- EXTRACT PROVIDED -
Some words from Mr. Mallinder on the scene and era from which Pow Wow was born: "It was an interesting, and inspiring, time. The primal caterwaul of punk was dying and lots of really significant things were emerging from the fires. Much looser vibes were in the air and there was a much more exploratory feel. Punk had championed a visceral, anti-intellectual approach but in truth the real characters brought so much more to the table, and what began to happen - from people like The Pop Group to Throbbing Gristle, and emerging scenes from No New York to Factory Records - is we began to embrace the art of it all. There was acknowledgement of the importance of books, films, graphic art, and experimentation with all those mediums. We were just as interested in turning over rocks to see what lay beneath, as throwing them. There was a sense of new magik emerging."

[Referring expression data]
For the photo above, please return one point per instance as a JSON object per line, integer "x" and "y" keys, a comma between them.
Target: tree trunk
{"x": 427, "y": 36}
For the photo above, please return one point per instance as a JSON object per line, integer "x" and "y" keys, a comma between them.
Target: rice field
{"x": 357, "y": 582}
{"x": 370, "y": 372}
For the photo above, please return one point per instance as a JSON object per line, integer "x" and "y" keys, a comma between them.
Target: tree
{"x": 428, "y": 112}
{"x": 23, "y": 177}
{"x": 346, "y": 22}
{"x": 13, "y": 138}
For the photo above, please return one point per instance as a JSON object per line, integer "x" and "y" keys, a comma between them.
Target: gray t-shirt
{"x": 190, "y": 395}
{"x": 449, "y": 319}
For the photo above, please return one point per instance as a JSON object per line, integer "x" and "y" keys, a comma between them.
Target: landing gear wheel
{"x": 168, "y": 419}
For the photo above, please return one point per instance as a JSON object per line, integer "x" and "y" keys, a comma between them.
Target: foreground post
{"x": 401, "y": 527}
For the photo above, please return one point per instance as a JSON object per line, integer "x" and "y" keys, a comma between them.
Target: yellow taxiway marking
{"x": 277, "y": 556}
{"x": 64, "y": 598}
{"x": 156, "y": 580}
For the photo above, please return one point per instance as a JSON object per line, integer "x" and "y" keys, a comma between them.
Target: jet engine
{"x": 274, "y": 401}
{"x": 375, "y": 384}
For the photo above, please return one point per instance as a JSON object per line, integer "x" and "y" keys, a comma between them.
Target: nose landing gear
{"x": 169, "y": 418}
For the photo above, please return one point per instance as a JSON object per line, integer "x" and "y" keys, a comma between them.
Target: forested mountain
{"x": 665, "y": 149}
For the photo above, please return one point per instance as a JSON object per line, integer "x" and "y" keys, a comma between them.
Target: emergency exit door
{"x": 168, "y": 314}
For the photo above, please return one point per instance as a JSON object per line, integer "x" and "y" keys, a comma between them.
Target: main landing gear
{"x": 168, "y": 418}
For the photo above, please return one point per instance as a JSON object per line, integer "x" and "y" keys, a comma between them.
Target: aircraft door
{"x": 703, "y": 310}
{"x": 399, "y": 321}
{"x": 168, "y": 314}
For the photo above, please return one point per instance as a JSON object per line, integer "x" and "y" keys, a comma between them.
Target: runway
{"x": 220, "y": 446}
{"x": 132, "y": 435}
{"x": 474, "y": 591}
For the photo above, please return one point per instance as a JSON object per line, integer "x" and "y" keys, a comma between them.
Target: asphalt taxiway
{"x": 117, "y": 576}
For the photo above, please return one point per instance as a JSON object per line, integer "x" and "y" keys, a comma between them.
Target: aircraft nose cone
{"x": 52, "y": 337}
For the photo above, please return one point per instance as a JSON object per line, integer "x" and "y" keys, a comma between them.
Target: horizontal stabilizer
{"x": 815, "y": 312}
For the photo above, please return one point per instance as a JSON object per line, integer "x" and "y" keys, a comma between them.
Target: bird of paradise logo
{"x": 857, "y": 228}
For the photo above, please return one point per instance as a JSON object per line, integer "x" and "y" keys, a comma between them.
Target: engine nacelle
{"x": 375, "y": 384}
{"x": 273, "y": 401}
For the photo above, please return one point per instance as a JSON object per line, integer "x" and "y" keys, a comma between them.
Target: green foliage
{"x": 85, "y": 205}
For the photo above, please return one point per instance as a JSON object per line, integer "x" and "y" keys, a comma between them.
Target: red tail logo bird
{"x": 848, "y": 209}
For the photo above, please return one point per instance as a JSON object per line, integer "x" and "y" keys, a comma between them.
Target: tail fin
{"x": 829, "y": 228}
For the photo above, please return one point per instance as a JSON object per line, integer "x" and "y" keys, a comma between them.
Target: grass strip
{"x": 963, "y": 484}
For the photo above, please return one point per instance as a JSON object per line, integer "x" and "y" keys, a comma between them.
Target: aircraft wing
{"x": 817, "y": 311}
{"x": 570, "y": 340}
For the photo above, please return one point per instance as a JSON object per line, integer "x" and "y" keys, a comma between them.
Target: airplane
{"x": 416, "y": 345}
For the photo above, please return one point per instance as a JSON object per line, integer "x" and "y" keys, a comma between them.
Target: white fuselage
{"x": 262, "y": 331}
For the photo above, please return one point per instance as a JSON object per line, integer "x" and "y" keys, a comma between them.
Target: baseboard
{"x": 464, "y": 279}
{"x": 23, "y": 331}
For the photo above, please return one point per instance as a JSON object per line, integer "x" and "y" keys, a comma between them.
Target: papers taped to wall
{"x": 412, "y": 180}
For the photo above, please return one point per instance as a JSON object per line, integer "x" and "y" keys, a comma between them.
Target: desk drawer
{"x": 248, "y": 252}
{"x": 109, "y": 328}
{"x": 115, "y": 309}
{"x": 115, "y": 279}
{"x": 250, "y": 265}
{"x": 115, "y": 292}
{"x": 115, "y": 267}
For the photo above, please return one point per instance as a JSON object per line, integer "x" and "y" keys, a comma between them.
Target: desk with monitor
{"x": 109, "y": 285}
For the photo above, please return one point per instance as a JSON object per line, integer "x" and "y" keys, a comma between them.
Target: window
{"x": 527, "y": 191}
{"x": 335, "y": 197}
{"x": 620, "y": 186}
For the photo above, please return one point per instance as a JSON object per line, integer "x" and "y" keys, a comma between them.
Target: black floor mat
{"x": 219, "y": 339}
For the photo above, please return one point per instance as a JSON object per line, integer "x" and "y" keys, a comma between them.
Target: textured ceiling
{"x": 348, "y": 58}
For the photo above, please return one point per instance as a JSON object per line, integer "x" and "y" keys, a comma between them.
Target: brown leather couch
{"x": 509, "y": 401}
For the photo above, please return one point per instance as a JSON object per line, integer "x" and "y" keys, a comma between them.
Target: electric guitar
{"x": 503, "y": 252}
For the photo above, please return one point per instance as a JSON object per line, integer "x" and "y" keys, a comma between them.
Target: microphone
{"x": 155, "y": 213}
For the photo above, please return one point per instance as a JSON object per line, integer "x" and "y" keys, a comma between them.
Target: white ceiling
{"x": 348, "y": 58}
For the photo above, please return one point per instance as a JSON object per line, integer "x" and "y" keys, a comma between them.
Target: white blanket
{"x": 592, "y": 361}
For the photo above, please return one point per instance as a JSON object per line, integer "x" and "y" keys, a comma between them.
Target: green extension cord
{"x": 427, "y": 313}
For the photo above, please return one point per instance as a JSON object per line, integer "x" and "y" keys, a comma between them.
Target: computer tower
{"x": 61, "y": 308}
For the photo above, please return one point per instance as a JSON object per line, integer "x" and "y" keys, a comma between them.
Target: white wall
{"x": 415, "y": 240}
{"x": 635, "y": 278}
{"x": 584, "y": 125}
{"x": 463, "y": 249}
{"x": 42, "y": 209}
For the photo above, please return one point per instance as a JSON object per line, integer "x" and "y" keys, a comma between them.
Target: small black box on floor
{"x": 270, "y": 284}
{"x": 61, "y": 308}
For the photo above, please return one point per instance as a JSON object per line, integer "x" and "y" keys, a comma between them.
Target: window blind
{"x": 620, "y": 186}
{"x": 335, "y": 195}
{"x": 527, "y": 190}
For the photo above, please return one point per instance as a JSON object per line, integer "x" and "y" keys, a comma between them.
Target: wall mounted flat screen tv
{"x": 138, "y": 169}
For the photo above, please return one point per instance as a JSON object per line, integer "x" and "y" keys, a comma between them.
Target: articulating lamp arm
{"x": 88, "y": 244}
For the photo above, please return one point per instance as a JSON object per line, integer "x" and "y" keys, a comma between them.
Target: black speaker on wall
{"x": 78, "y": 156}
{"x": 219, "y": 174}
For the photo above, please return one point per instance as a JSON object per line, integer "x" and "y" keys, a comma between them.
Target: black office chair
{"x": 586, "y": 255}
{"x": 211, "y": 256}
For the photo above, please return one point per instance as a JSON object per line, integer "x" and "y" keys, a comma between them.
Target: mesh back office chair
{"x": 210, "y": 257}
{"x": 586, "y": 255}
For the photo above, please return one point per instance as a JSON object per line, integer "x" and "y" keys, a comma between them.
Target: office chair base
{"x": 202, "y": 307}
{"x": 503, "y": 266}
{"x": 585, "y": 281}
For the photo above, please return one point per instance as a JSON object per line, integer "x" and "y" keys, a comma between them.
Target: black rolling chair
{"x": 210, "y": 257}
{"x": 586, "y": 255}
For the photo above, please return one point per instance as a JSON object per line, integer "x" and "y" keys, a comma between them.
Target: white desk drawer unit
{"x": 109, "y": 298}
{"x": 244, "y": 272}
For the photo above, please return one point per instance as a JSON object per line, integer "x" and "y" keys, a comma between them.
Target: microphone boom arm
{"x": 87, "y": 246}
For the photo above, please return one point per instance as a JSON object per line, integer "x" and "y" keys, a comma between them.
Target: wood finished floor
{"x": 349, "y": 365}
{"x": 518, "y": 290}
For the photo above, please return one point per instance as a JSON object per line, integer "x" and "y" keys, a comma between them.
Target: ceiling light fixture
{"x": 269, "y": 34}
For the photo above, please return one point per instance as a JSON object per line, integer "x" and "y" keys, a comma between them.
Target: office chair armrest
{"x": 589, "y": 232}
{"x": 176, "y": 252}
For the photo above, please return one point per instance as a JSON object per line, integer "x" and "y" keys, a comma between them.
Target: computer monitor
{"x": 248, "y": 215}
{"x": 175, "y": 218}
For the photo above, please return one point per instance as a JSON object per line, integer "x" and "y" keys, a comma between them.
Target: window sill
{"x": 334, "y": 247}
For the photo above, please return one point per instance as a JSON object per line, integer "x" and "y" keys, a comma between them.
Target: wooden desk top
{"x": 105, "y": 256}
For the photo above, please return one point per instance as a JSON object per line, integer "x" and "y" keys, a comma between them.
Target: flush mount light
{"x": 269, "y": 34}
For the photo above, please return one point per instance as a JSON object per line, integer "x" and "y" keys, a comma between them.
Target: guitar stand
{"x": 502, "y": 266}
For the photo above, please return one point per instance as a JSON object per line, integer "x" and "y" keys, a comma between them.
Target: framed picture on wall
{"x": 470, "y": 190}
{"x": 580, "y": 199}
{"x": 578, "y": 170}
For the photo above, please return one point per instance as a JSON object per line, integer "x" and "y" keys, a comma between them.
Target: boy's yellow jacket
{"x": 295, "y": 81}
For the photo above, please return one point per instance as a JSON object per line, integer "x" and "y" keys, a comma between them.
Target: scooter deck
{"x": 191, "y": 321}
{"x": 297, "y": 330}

- AIM OF THE EXERCISE -
Decide whether each statement below agrees with the quotation above about the scene from which Pow Wow was born. Answer yes or no for each, and quote the words from the quotation that settle it.
(a) Punk had championed an anti-intellectual approach.
(b) There was less of an exploratory feel than before.
(c) Books and films were treated as unimportant.

- RESPONSE BOX -
(a) Yes: "Punk had championed a visceral, anti-intellectual approach"
(b) No: "there was a much more exploratory feel"
(c) No: "There was acknowledgement of the importance of books, films, graphic art, and experimentation with all those mediums"